■ **原文摘录**:
————————
老唐 ▏代课
作者 ▏老唐
1974年,文革进入末期,百废待兴,工厂抓革命促生产,学校复课闹革命,一切开始复苏。
我,高66级毕业生、俗称“老三届”,因故未上山下乡,成为“社青”在家待业,经人介绍去成都川棉子弟学校代课。该校规模较大,从小学、初中到高中均有,那时不像现在按编制配备老师,加上停课闹革命多年,师资严重缺乏,先后有20多位人士应聘当上了代课先生。
我同校高66级还有李同学、雷同学我们就占了三位,我被分去高中教化学,李同学教初三外语,雷同学去了小学部教四年级语文。
川棉厂当时是有18000正式职工的大厂,麻石桥那一大片都是职工宿舍,算上家属少说有4、5万人。子弟校由工厂开设并领导,教师有的是名牌“华东纺织大学”的毕业生,由于身体或其他原因,从生产第一线调入子弟校任教,还有来自成都纺织专科学校的老师,人才济济。
————————
■ **数据条目**:

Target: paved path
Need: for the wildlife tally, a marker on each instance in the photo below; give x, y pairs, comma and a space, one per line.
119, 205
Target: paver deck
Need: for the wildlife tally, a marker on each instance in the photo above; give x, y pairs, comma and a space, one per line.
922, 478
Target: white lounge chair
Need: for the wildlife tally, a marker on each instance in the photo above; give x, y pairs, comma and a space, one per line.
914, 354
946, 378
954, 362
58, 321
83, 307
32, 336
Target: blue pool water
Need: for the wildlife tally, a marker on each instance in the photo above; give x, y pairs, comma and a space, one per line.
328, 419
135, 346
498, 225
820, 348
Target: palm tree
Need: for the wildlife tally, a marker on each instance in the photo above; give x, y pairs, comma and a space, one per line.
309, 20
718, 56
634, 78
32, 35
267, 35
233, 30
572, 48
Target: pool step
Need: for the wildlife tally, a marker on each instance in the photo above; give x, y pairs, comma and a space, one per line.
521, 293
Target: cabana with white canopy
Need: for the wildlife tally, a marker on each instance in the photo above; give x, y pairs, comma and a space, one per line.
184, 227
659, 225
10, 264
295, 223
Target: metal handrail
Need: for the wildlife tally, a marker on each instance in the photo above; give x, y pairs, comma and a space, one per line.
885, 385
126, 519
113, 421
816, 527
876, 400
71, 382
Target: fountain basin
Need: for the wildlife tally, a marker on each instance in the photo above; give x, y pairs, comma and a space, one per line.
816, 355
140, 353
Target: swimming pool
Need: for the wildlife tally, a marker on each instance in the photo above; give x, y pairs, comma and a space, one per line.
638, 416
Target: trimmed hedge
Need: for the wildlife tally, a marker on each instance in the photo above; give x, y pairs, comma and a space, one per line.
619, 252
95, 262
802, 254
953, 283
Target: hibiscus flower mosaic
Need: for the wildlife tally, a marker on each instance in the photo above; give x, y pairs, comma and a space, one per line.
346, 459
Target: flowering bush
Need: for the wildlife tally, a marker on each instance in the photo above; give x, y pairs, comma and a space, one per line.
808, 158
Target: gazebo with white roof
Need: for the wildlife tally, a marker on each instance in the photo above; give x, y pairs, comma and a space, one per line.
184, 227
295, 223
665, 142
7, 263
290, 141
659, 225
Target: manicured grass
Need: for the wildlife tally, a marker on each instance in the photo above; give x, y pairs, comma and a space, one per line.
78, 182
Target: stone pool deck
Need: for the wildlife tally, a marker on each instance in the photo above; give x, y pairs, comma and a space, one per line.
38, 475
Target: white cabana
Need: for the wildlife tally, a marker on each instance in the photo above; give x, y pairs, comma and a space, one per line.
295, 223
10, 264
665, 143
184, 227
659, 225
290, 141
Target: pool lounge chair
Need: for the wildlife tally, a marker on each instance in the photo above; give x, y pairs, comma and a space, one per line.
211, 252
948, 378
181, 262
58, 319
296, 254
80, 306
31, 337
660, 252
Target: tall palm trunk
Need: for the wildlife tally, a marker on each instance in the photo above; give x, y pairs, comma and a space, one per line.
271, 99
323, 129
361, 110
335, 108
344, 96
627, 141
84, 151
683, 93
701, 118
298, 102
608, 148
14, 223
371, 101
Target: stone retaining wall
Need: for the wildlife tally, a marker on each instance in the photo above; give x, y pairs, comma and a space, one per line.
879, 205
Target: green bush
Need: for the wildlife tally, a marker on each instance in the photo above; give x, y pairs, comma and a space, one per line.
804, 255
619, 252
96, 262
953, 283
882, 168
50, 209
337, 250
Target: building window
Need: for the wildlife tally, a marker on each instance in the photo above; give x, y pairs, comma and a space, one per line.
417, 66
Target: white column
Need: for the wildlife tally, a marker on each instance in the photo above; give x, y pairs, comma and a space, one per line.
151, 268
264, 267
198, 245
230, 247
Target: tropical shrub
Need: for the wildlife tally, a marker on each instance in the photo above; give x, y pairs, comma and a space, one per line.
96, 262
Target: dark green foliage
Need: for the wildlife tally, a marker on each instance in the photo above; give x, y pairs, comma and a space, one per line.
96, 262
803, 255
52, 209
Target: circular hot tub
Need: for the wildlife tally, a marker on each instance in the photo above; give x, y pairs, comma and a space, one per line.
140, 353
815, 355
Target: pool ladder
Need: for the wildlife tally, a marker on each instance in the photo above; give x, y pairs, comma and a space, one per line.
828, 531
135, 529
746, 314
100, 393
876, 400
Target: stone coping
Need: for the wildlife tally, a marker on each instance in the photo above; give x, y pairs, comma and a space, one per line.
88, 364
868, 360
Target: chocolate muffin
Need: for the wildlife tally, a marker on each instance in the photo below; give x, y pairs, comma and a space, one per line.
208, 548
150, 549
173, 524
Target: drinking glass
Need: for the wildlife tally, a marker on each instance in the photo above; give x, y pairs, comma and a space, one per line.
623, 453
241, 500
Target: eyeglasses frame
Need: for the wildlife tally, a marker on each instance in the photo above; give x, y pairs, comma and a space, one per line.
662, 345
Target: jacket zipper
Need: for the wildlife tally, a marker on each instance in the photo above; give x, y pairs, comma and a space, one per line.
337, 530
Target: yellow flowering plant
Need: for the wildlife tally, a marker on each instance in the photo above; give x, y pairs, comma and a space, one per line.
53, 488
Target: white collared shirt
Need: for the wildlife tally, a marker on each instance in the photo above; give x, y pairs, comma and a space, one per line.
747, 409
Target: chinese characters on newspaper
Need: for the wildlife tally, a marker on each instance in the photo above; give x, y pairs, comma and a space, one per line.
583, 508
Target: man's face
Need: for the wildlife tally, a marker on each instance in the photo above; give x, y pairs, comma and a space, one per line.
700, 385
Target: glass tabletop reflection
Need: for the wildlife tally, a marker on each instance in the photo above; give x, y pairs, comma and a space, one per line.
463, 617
————————
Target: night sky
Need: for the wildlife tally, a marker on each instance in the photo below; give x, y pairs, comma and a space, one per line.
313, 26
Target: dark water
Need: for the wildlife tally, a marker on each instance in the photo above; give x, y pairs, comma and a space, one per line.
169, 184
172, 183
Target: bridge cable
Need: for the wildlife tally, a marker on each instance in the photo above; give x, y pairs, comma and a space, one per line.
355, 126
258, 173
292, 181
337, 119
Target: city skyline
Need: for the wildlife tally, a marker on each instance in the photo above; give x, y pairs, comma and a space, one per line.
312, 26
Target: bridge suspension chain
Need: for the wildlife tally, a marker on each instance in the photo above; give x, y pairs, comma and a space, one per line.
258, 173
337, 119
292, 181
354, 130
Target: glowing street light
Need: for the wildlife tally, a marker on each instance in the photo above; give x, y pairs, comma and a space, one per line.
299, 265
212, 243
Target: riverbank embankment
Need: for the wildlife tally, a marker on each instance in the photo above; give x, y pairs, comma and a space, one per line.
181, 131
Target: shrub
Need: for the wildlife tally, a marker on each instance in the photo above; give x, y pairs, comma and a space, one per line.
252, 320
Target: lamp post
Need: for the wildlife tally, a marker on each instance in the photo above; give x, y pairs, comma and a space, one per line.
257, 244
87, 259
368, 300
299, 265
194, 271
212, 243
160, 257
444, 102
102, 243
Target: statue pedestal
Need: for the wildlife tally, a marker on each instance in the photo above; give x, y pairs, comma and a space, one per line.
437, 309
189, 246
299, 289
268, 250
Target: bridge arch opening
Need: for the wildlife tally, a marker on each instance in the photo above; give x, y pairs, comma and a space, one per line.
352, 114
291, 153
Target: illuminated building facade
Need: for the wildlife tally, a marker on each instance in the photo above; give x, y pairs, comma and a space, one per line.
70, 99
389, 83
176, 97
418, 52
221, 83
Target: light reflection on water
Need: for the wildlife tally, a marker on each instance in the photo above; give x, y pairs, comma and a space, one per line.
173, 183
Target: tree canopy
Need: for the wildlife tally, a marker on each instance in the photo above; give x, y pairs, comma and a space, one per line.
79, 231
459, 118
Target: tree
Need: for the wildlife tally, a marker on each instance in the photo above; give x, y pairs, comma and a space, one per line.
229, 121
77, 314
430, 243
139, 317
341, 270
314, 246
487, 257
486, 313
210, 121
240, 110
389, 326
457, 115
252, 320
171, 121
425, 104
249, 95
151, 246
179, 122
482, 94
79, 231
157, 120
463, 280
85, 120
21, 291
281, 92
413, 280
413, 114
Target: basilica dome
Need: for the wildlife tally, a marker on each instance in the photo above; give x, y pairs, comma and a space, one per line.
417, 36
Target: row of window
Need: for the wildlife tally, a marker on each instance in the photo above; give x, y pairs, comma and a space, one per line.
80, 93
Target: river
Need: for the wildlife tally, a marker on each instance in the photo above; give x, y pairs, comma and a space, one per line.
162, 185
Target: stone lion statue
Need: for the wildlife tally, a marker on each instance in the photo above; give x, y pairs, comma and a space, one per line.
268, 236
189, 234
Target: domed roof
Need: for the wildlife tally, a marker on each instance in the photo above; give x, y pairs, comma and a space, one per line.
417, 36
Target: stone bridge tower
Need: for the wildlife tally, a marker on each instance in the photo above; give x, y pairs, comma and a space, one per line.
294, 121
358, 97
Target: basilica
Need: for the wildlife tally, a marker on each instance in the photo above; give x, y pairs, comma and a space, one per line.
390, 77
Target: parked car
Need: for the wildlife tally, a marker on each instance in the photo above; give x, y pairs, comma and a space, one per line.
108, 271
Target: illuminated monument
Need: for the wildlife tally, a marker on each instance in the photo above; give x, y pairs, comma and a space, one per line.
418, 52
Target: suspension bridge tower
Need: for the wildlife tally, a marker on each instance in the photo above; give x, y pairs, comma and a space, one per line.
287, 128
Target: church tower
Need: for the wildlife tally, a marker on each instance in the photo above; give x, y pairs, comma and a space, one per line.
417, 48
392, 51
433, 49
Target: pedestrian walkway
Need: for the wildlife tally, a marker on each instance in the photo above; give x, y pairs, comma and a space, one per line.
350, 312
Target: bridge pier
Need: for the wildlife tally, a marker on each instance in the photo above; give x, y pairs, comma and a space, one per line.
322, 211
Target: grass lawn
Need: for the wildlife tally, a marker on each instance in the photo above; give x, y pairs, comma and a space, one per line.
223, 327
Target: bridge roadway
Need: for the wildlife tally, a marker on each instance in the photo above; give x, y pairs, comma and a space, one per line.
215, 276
————————
■ **任务要求**: 请接续上文关于代课经历的回忆文章，从“人才济济”一句之后往下写。

■ **作答**:
记得我所在的理化教研组有位默默无语的张老师,与我倒是聊得来。张老师是上海人曾留学苏联名校“罗蒙诺索夫国立大学”念冶金专业。1957年毛主席访苏在莫斯科大学接见中国留学生发表著名讲话:“世界是你们的,也是我们的,但归根结底是你们的,你们是早晨八九点钟的太阳,希望寄托在你们身上。”当时张老师站在第一排,亲耳聆听了主席这段讲话。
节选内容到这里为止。